*Task to complete*: Copy all of the rows below word for word, leaving the pictures out of your copy.

*Rows from a dataset*:
★ ★ ★

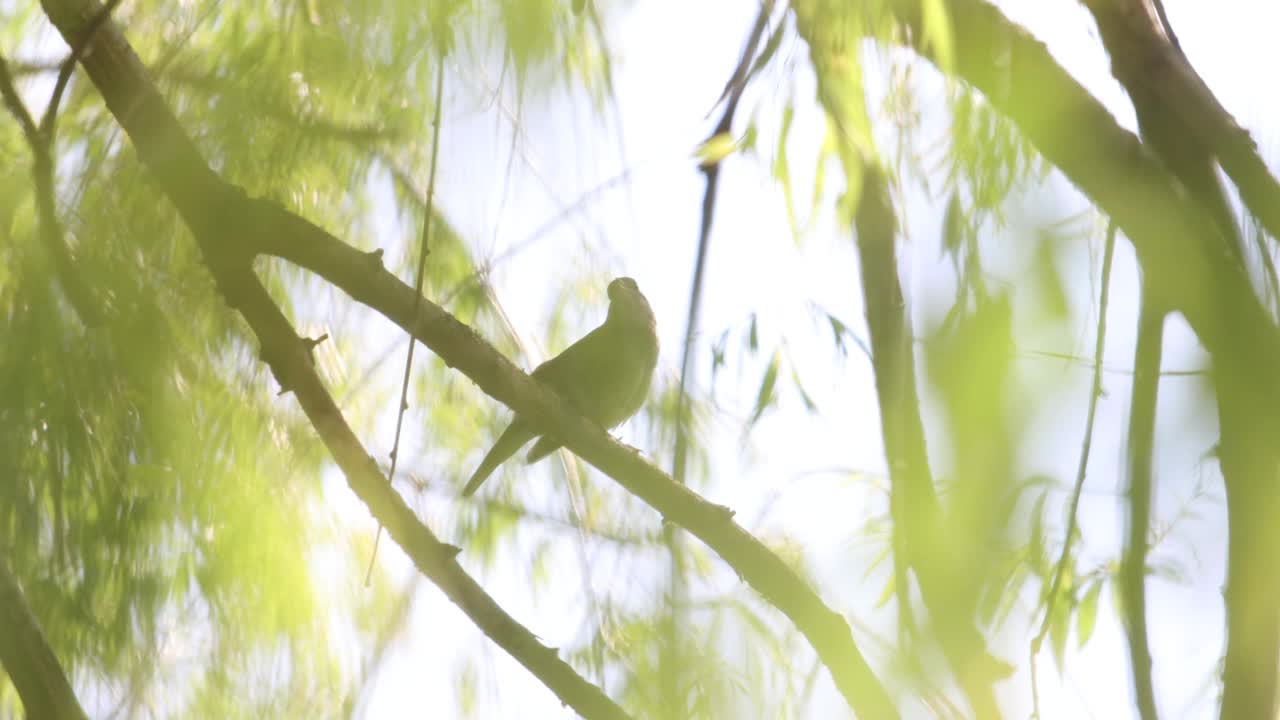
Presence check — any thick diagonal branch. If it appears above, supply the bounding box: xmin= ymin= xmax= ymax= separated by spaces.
xmin=42 ymin=0 xmax=897 ymax=719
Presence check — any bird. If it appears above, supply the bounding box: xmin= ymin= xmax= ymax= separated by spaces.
xmin=462 ymin=277 xmax=658 ymax=497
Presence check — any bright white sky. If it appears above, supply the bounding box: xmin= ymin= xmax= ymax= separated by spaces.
xmin=10 ymin=0 xmax=1280 ymax=719
xmin=74 ymin=0 xmax=1264 ymax=719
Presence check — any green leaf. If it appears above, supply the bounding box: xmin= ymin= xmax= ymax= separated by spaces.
xmin=746 ymin=351 xmax=781 ymax=428
xmin=1075 ymin=578 xmax=1102 ymax=648
xmin=694 ymin=132 xmax=740 ymax=165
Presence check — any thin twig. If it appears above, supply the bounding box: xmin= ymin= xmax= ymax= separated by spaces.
xmin=365 ymin=56 xmax=444 ymax=587
xmin=1030 ymin=220 xmax=1116 ymax=717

★ ★ ★

*Written solution*:
Presence check — any thick diagonal branch. If it appears above, supply the bounding box: xmin= ymin= xmax= ymax= separated by spaces.
xmin=42 ymin=0 xmax=897 ymax=719
Presence check — any bird. If it appears above, supply the bounding box: xmin= ymin= xmax= ymax= separated by spaces.
xmin=462 ymin=277 xmax=658 ymax=497
Presence check — any bright white sky. If it appears above, supply the bounding box: xmin= ymin= xmax= ymax= separated by spaces.
xmin=10 ymin=0 xmax=1280 ymax=719
xmin=74 ymin=0 xmax=1264 ymax=719
Presence check — any green leaf. If it appears above, supply the bounding box: xmin= ymin= xmax= ymax= separated by spaces.
xmin=746 ymin=351 xmax=781 ymax=428
xmin=1075 ymin=578 xmax=1102 ymax=648
xmin=694 ymin=132 xmax=740 ymax=165
Presence check — any thin twig. If it appears above, supply the bounding box: xmin= ymin= xmax= ymax= separated by spaces.
xmin=365 ymin=56 xmax=444 ymax=587
xmin=1030 ymin=220 xmax=1116 ymax=717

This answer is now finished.